Shubham (L), the carrom champ!

We are proud to say that Shubham has adjusted well – his strong spirit and the supportive environment created by his teachers going a long way in helping him become the confident boy he is today. If you would like to see Shubham, you will find him intensely playing carom – a game he loves! His parents are very relieved to see him as he is today and are very grateful to RDF and TMF staff for providing whatever Shubham needed in order to blossom. Shubham has vowed to study in MPPS till he completes Class 10 because he loves the school! What better testimonial towards a school other than the transparent love expressed by a child?!

Voice of RDF Parents

Parents in RDF schools are an integral part of the school. Every RDF school has a Parents Committee with meetings being held regularly to involve parents in school operations, problems being faced and taken parent suggestions and advice seriously. Therefore parents take ownership of developing the school by extending their support in myriad ways.

With the academic year end, the staff of RDF Redlawada School decided to go to parents houses to get their views on their child’s education and development and also to get feedback on the facilities and running of the school. It is this level of transparency and engagement that has made parents trust RDF schools implicitly and given them the faith that their children’s education is in good hands!

In all cases, parents unequivocally expressed their happiness about RDF’s education system and the school facilities. Parents said that they are able to compare the quality of education, facilities, staff training and the environment by speaking to parents whose children attend other school and they always feel assured about RDF schools. Such is their confidence in our approach, that they have always helped with new admissions in our schools!

Time and again, parents have come forward to assist us in many areas such as in-kind donations of water coolers, water filters, fans, classroom consumables, financial help, health checks, groceries and vegetables – the list is endless! It fills our hearts with warmth to see that RDF is also in good hands with such strong and supportive parent communities rallying behind our schools!

Experience is the Best Teacher!

YOUR GOAL.
Decide whether each statement agrees with the text about RDF schools, answering yes or no and quoting the deciding words of the text.
1. Every RDF school has a Parents Committee.
2. At the end of the academic year, staff of RDF Redlawada School asked parents to come to the school to give their views.
3. Shubham has vowed to study in MPPS until he completes Class 10.
The records that follow play no part in any task.

DATASET EXCERPTS.
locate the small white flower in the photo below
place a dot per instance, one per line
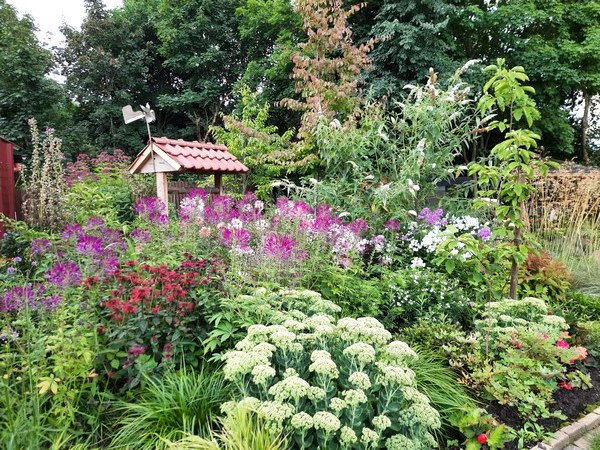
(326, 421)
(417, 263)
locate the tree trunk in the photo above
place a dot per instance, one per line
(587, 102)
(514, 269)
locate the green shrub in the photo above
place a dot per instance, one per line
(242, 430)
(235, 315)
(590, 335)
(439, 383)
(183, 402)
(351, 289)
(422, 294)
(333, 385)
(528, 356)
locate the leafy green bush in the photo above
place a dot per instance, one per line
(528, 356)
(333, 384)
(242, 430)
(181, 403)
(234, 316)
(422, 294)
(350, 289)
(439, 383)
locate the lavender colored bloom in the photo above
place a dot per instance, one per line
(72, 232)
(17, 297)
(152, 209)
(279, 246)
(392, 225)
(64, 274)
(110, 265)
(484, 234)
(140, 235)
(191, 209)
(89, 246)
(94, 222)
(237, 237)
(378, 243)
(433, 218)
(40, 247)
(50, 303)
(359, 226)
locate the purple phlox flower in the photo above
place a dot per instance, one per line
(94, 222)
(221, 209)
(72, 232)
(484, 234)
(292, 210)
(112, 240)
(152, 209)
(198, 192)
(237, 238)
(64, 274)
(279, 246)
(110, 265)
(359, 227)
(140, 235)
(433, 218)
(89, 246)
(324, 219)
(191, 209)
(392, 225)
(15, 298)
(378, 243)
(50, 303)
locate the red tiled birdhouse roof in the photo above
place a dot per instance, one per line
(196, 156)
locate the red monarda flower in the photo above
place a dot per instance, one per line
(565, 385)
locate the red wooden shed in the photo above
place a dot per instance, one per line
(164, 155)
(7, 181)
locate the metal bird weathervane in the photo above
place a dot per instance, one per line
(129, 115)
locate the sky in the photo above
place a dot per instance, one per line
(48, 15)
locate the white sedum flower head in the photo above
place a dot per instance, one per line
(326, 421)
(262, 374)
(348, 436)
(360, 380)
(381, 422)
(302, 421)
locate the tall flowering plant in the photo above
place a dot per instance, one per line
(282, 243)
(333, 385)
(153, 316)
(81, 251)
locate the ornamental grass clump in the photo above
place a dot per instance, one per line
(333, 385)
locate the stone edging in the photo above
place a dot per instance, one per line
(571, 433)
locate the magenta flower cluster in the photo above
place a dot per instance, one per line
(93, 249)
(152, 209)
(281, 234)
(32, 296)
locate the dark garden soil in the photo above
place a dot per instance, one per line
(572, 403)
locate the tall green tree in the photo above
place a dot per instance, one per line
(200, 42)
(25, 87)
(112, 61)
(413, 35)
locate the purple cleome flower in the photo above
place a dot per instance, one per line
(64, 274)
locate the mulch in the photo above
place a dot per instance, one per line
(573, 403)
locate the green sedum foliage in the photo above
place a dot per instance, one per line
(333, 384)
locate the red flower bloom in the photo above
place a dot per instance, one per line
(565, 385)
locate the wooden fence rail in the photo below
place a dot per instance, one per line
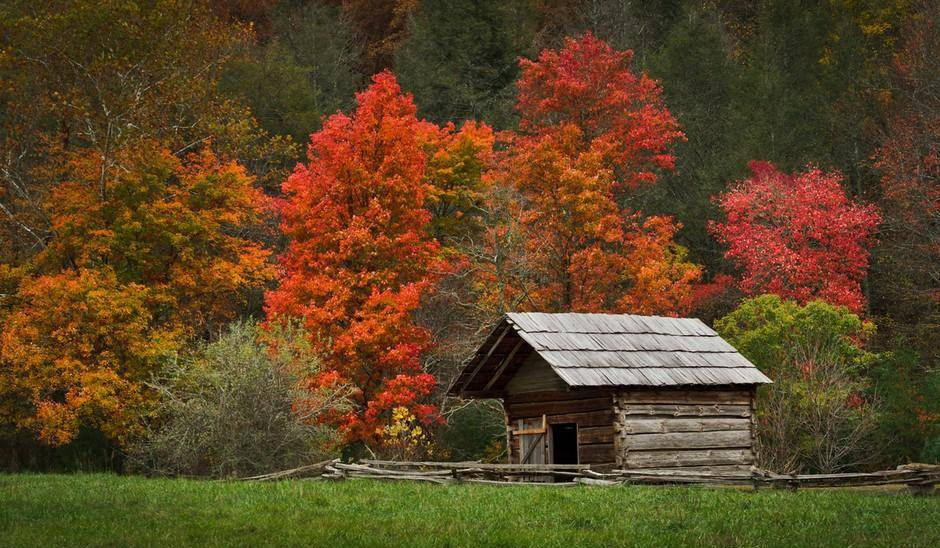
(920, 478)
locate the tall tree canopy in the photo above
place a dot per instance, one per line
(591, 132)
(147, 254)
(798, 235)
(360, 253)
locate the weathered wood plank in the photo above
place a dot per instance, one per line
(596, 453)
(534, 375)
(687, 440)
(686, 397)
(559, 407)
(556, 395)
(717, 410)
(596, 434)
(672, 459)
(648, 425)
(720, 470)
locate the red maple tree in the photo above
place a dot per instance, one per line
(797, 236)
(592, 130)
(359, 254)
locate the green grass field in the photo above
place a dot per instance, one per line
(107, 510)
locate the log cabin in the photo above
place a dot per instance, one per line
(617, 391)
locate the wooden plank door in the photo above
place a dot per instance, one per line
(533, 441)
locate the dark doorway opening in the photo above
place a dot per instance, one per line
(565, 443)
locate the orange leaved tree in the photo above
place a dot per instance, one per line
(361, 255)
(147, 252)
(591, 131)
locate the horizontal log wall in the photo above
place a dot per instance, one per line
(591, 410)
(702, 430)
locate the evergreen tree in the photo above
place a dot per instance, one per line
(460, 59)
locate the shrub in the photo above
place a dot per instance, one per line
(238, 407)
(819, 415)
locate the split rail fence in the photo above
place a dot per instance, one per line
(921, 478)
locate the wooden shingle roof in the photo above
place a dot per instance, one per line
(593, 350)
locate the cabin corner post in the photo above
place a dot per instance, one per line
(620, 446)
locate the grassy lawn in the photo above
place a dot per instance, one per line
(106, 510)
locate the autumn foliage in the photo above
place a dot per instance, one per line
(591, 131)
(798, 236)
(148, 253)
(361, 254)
* * *
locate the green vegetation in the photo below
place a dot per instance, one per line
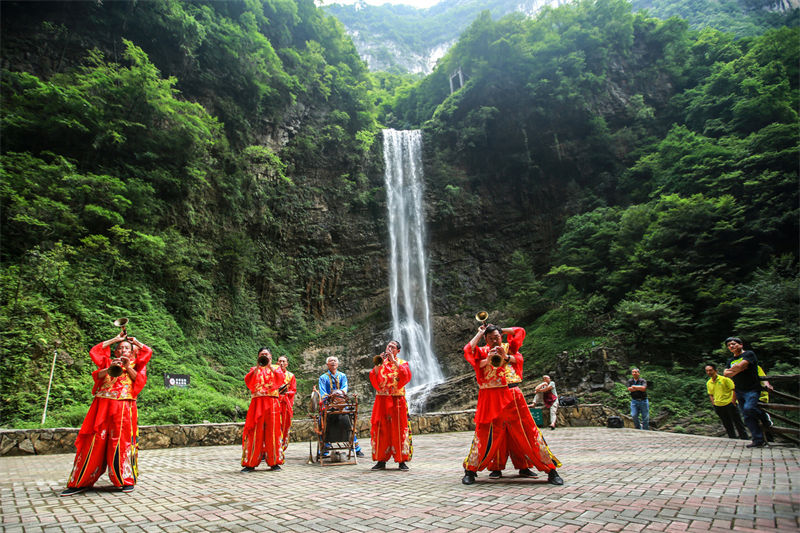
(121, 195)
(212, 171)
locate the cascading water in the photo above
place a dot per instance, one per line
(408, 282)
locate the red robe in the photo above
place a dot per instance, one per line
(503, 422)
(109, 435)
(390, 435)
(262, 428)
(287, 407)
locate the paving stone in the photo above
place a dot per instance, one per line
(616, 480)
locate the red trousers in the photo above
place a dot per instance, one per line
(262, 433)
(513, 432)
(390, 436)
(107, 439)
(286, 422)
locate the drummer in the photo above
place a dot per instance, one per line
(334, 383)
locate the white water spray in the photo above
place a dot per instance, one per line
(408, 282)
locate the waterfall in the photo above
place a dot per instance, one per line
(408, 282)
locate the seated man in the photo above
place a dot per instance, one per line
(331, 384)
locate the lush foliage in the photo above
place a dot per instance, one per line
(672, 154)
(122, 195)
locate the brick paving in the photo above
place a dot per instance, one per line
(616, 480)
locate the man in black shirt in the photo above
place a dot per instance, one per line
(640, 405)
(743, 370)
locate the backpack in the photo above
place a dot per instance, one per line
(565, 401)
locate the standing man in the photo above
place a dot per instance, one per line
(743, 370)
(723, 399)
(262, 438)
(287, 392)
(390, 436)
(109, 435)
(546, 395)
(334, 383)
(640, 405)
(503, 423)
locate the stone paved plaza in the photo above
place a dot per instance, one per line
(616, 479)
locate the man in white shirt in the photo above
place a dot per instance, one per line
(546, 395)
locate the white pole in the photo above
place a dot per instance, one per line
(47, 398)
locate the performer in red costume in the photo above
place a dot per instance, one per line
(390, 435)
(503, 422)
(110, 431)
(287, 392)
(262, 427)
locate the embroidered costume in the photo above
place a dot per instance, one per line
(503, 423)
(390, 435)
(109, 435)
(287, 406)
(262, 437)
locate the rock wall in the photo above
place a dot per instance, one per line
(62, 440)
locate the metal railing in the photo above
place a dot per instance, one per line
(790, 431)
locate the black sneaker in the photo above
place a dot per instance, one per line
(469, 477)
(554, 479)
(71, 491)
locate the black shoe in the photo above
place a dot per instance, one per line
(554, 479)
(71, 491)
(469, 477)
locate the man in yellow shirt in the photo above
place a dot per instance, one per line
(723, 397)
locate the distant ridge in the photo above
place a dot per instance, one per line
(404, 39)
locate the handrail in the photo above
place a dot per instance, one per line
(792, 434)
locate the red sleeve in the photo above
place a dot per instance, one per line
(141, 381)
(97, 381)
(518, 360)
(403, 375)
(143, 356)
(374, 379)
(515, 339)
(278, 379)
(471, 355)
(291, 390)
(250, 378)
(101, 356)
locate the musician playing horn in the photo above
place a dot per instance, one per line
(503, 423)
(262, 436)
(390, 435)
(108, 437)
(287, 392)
--
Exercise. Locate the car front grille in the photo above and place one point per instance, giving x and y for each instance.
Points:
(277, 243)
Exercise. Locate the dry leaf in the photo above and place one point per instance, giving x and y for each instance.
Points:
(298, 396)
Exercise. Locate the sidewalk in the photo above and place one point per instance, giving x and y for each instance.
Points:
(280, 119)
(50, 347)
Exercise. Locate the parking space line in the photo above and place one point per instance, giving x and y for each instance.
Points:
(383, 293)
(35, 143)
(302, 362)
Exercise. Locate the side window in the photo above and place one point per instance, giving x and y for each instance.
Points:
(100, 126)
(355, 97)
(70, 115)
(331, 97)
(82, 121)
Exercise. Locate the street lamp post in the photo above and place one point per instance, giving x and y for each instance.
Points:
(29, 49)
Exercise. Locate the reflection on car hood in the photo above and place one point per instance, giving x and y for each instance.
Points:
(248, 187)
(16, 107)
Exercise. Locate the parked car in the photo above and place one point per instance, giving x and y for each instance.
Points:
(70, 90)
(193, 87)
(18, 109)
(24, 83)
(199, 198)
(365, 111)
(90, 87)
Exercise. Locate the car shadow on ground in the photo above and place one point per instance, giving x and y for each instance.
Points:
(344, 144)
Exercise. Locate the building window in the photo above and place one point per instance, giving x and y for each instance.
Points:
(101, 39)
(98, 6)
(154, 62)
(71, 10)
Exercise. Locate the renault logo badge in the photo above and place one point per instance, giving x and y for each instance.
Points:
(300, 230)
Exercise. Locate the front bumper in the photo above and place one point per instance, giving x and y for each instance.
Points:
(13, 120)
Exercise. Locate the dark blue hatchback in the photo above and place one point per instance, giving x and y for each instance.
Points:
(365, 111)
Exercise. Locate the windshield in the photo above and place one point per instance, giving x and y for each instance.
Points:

EXERCISE OUTPUT.
1. Yes: "Every RDF school has a Parents Committee"
2. No: "the staff of RDF Redlawada School decided to go to parents houses to get their views"
3. Yes: "Shubham has vowed to study in MPPS till he completes Class 10"